- Given instruction A -
Return every line of the entries that contains the word "girl", copied in full. Case counts.

- Selected passage -

--------------------------------

Naturally, we missed a big chance.

The department dedicated so much time to produce a plan that focuses on industrial job growth and not on housing growth, which is exactly why efforts like these have always miss the moment.

Every economist agrees that you need to produce enough homes to keep up with job growth. Not doing so will lead to gentrification without demolition as housing of every kind goes to higher bidders with deeper pockets from those jobs that were created.

The domino effect of letting job growth lap housing growth is why we have a housing crisis on our hands and people are displaced into other homes, which pushes someone else out, and so on until someone is kicked to the street, and I doubt they care we relaxed a few rules on industrial zoning.

The housing crisis will not being solved with industrial zoning.

As we continued with the industrial planning effort, the housing crisis got worse and worse. Article after article came out illustrating how single family zoned cities were causing these problems. Responding to these findings, Seattle has only gotten around to renaming the zone to “Neighborhood Residential” without outlining how the zone can deliver more homes.

Economists at BERK Institute state we need 152,000 homes by 2040 or the city will continue the path of unaffordability and housing insecurity. The comprehensive plan, originally due in April, then pushed to June, and now pushed out to September likely won’t hit that mark and these delays make you wonder if we procrastinated this for too long while focusing on the wrong thing. Even the community meetings they held didn’t plan for enough seats for all attendees; quite the metaphor.

When I took this picture the planners told the chairless folks to “please stick around” and apologized for not thinking ahead for expected attendance.

Maybe it’s denial, maybe it’s direction, or maybe it’s just bureaucracy (thanks spell check!). Either way, the EIS to rezone Seattle’s single-family zoning has seemingly not been given enough time to solve, while at the same time, industrial zoning was given the runway to come up with a finalized plan.

--------------------------------

- Exercise materials -

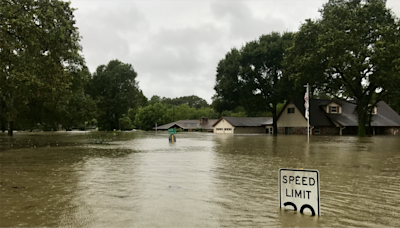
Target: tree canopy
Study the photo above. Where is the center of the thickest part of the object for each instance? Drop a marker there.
(115, 89)
(39, 51)
(253, 77)
(353, 50)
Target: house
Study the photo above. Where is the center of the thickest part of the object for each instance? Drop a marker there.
(334, 117)
(231, 125)
(203, 124)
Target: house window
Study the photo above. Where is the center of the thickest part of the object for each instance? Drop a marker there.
(374, 110)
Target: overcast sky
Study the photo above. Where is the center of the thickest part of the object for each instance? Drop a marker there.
(175, 45)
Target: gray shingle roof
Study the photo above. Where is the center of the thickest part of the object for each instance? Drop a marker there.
(385, 117)
(188, 125)
(247, 121)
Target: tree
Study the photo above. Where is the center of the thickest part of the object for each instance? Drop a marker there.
(148, 116)
(115, 89)
(358, 44)
(254, 77)
(304, 64)
(39, 45)
(228, 89)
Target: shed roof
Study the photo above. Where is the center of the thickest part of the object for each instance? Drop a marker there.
(188, 124)
(246, 121)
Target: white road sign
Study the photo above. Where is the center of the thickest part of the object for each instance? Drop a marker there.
(299, 190)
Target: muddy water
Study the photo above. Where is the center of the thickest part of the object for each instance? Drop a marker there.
(138, 179)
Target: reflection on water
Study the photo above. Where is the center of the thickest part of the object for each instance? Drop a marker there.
(202, 180)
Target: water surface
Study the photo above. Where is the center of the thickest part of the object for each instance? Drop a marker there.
(139, 179)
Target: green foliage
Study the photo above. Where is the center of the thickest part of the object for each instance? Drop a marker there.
(192, 101)
(354, 50)
(254, 77)
(148, 116)
(115, 90)
(125, 123)
(228, 89)
(39, 51)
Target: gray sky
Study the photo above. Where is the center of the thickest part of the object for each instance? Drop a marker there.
(175, 45)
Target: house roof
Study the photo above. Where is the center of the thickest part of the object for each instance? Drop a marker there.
(246, 121)
(188, 124)
(385, 117)
(317, 114)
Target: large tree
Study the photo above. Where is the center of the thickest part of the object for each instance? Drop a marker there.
(253, 77)
(228, 90)
(115, 88)
(39, 44)
(358, 45)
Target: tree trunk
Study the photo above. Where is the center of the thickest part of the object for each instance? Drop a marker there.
(274, 119)
(3, 126)
(361, 114)
(10, 128)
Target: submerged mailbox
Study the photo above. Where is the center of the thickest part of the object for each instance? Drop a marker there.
(299, 189)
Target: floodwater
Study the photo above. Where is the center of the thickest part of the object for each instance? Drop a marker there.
(139, 179)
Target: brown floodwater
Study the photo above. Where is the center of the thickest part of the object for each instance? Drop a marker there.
(139, 179)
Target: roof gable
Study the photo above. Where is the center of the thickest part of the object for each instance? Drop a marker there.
(246, 121)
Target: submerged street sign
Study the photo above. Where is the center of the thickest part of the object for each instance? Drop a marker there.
(172, 131)
(299, 189)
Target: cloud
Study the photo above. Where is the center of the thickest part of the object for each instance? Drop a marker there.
(175, 46)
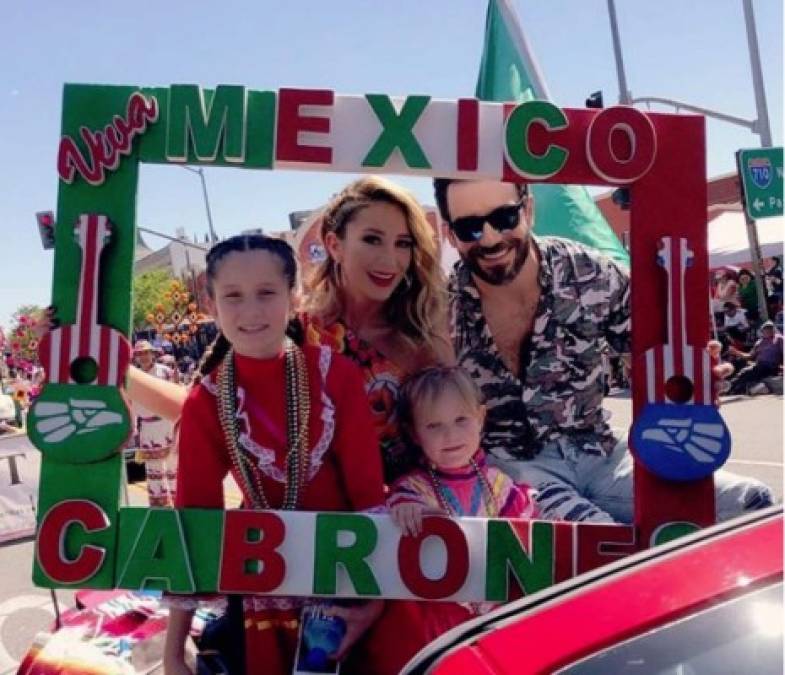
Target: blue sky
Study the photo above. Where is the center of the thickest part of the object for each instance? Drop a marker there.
(693, 51)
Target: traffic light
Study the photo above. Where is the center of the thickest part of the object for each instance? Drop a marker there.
(595, 100)
(46, 228)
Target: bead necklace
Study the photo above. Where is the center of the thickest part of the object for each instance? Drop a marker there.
(443, 495)
(298, 407)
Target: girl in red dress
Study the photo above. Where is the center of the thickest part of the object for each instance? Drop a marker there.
(277, 416)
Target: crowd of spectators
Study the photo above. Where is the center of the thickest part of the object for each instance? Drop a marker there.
(749, 348)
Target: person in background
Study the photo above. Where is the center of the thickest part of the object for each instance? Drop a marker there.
(766, 356)
(734, 325)
(773, 277)
(727, 288)
(748, 295)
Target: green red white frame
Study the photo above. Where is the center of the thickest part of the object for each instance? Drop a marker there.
(85, 539)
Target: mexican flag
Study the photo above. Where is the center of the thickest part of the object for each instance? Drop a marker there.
(508, 72)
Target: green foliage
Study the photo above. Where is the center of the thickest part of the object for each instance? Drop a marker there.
(150, 290)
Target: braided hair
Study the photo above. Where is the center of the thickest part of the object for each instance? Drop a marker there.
(219, 348)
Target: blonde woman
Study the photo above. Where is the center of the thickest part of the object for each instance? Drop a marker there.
(379, 297)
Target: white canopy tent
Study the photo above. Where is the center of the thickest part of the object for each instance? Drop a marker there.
(729, 244)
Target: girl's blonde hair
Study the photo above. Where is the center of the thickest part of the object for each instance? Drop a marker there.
(422, 388)
(417, 306)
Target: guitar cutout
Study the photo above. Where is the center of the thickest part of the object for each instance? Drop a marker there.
(679, 435)
(81, 415)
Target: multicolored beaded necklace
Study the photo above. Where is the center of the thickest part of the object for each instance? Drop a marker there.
(298, 408)
(450, 503)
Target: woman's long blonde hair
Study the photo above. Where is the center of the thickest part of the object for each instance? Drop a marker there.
(417, 307)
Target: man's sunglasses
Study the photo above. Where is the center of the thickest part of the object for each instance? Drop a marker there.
(469, 228)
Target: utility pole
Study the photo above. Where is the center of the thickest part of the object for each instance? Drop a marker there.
(624, 94)
(200, 171)
(763, 129)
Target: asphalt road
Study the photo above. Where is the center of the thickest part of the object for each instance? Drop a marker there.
(756, 425)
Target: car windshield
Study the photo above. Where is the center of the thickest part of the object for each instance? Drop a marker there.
(743, 635)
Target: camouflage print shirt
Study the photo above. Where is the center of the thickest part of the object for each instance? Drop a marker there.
(584, 307)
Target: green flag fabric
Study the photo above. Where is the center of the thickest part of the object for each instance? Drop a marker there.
(508, 72)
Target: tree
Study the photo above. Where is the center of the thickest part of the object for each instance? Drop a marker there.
(150, 290)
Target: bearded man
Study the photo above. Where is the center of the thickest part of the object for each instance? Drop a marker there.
(530, 317)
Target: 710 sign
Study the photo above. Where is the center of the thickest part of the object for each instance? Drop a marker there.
(760, 171)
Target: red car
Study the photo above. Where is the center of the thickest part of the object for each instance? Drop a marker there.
(710, 602)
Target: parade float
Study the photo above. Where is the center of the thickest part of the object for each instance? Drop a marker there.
(86, 539)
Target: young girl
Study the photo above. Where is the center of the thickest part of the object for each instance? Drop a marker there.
(442, 413)
(277, 416)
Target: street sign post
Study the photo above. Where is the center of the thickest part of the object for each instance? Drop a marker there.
(760, 172)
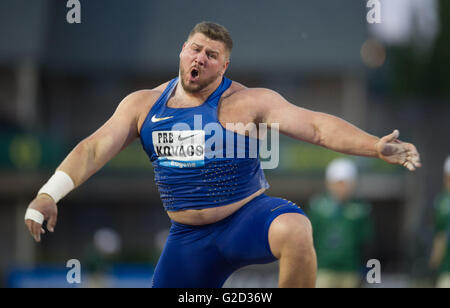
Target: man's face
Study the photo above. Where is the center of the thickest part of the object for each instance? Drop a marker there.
(341, 190)
(202, 61)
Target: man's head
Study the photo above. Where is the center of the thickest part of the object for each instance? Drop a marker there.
(341, 178)
(205, 56)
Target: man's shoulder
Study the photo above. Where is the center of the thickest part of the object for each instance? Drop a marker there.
(144, 97)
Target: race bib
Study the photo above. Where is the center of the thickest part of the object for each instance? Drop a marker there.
(180, 149)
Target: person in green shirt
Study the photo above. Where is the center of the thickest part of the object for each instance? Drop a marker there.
(342, 226)
(440, 255)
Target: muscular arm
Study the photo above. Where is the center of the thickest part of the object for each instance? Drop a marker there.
(328, 131)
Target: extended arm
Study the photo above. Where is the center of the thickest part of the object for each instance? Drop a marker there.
(330, 131)
(92, 154)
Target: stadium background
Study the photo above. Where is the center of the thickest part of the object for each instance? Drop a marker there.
(61, 81)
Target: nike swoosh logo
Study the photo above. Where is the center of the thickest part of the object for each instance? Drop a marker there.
(187, 137)
(155, 119)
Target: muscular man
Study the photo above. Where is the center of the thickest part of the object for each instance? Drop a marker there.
(221, 218)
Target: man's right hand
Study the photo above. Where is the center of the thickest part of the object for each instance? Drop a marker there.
(47, 207)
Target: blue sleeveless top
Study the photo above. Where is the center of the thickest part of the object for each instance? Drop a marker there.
(197, 162)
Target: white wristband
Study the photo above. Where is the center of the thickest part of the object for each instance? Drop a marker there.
(59, 185)
(34, 216)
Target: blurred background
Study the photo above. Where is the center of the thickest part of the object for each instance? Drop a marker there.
(59, 82)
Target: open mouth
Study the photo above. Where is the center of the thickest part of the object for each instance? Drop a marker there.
(194, 74)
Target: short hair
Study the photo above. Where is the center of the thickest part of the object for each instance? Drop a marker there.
(215, 32)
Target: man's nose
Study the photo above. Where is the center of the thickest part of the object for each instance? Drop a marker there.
(201, 59)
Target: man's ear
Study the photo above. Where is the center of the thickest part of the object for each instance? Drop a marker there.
(182, 48)
(225, 66)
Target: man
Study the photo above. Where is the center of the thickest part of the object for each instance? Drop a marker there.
(222, 220)
(342, 228)
(440, 255)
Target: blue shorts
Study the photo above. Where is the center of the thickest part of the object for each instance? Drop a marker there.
(205, 256)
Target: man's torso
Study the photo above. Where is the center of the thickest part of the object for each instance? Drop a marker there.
(234, 107)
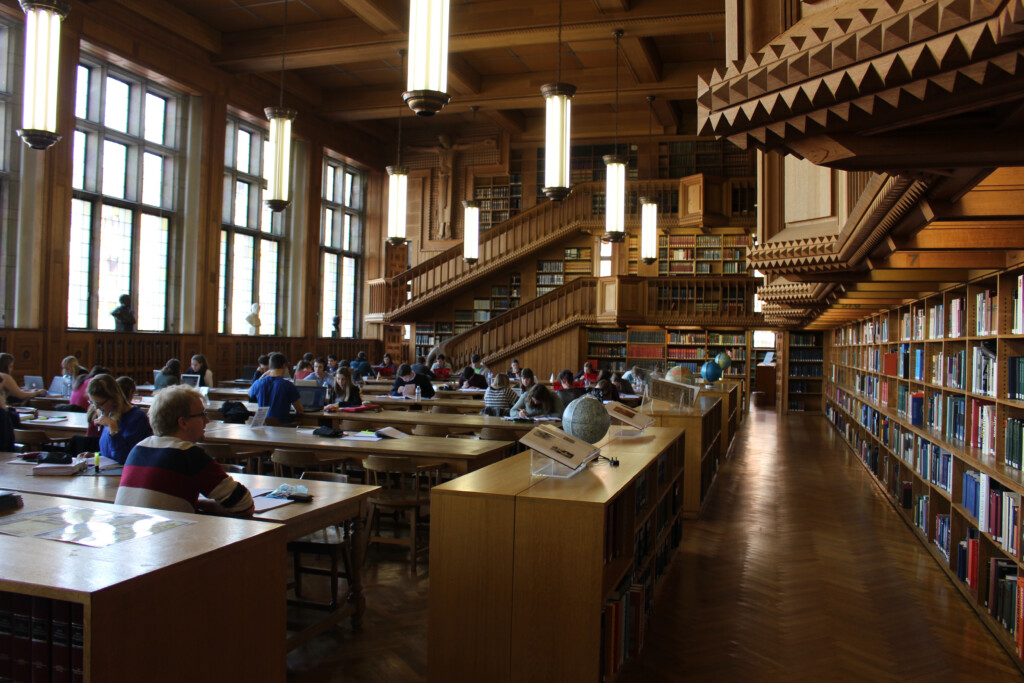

--------------------------------

- Given instruction B -
In the Seattle zoning piece, why does failing to build enough homes to keep up with job growth lead to gentrification without demolition? Answer in one to three sentences.

- Solution A -
Target: girl in red dress
Target: girl's blonde hair
Target: young girl

- Solution B -
When homes are not produced fast enough to keep up with job growth, housing of every kind goes to higher bidders with deeper pockets from the jobs that were created. That shift in who gets the housing is what brings gentrification without demolition.